> [Items]:
+ + +

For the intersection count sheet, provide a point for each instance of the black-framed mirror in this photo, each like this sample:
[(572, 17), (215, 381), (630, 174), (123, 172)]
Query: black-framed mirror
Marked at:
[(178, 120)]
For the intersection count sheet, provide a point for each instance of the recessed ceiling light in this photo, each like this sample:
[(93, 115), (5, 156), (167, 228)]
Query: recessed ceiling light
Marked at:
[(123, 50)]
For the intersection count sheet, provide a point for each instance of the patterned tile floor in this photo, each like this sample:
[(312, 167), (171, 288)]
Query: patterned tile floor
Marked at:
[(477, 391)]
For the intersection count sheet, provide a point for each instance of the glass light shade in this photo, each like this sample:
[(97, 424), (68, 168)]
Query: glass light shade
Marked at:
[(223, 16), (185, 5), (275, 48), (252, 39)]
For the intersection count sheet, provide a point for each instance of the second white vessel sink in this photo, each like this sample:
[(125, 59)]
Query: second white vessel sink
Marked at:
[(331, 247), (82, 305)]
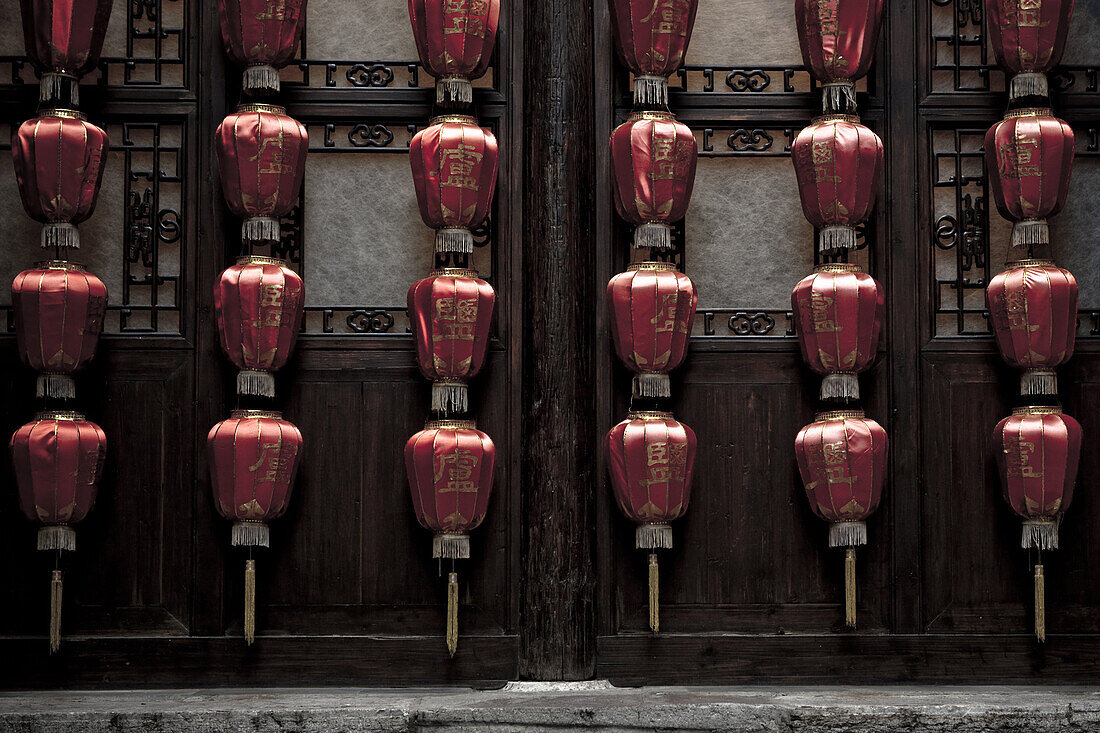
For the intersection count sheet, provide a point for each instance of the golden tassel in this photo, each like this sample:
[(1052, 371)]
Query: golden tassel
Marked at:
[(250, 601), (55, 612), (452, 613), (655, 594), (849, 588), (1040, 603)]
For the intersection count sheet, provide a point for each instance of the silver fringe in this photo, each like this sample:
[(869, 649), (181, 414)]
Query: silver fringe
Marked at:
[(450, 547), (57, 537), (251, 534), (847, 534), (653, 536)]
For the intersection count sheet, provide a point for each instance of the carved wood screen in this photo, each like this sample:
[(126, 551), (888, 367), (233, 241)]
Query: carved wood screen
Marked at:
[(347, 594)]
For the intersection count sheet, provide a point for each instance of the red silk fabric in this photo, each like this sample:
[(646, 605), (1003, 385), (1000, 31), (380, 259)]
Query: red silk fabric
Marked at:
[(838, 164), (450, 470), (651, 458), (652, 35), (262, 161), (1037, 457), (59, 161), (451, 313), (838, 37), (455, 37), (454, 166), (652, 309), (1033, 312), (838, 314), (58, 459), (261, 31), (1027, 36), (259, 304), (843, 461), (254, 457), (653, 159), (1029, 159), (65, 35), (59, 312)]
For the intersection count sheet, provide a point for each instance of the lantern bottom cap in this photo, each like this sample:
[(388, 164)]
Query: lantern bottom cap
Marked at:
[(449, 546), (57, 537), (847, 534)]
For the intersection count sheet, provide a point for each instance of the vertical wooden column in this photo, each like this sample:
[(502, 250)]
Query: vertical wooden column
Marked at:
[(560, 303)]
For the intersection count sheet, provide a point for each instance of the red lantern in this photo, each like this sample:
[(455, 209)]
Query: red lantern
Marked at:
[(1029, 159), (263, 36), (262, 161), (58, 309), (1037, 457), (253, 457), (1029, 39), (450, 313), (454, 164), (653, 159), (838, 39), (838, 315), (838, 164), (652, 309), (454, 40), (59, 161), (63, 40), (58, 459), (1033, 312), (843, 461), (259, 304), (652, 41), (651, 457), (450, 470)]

+ + +

> [Exercise requirements]:
Update every entry above by changing "intersection count sheet" to "street survey log" and keeping all other text the same. Leave out the pictures.

> [Finished answer]:
For the street survey log, provide a point for each instance of the black-framed mirror in this photo, each like this sample:
[(572, 17), (215, 381), (630, 174), (123, 172)]
Query: black-framed mirror
Marked at:
[(178, 120)]
For the street survey log, provide a point for each instance of the recessed ceiling light in this photo, each like this sample:
[(93, 115), (5, 156), (167, 228)]
Query: recessed ceiling light
Marked at:
[(123, 50)]
For the street survey log, provide a point for each instance of the patterned tile floor in this photo, each like this sample:
[(312, 167), (171, 288)]
Query: patterned tile floor
Marked at:
[(477, 391)]
For the street survey log, provide a point for each instance of the glass light shade in this photo, each like this sample:
[(97, 424), (68, 168)]
Query: glass light shade
Marked at:
[(223, 16), (185, 5), (275, 48), (252, 39)]
For the street survey log, provide a point for each instance of the second white vessel sink in this photo, each like this sample:
[(125, 59)]
Query: second white vessel sink
Marked at:
[(331, 247), (82, 305)]
For the street survey log, provide a point for each instance of the golden tassel in this photo, each like this sample:
[(1052, 371)]
Query: golden tassel
Marked at:
[(250, 601), (55, 612), (452, 613), (655, 594), (849, 588), (1040, 603)]
For the street survey log, provide a point for each instance of the silver fringe in this photo, each like this sample:
[(869, 649), (181, 414)]
Query: silver fringe
Marked at:
[(450, 547), (57, 537), (251, 534), (847, 534), (653, 536)]
For the street survey log, provide a point for each instance of the carved wood screen in this photo, each like this sample:
[(126, 551), (888, 367), (233, 241)]
Query: carved wood screen
Marked at:
[(347, 594)]
For the street survey log, provide a point for each instance of the red silk fabric in this photo, each like this sample:
[(646, 605), (1003, 385), (1000, 31), (380, 259)]
Query: red silk fabric
Marked at:
[(838, 164), (450, 470), (651, 458), (652, 35), (262, 161), (1037, 457), (59, 161), (451, 313), (838, 37), (455, 37), (454, 166), (652, 309), (1033, 312), (838, 314), (58, 459), (261, 31), (1027, 36), (259, 304), (843, 461), (254, 457), (653, 159), (1029, 159), (65, 35), (59, 312)]
For the street survey log, provide a point for each instance of the lantern bottom cap in this photo, each like this sample:
[(388, 164)]
Query: lantern bottom cap
Marked at:
[(449, 546), (57, 537), (847, 534)]
For the street survey log, provide a point for each instance of the vertical wooden column in this photo, each like this sample:
[(502, 250)]
Query: vertical wooden column
Marked at:
[(560, 303)]
For the street survey log, provide a point for each instance of the red lantern in this photo, each like this sample:
[(455, 209)]
Query: red lantern
Marked at:
[(1029, 159), (263, 36), (262, 161), (58, 309), (1037, 457), (253, 457), (1029, 39), (450, 313), (454, 164), (653, 159), (838, 39), (838, 315), (838, 164), (652, 309), (454, 40), (59, 161), (63, 40), (58, 459), (1033, 312), (843, 461), (259, 304), (652, 41), (651, 457), (450, 470)]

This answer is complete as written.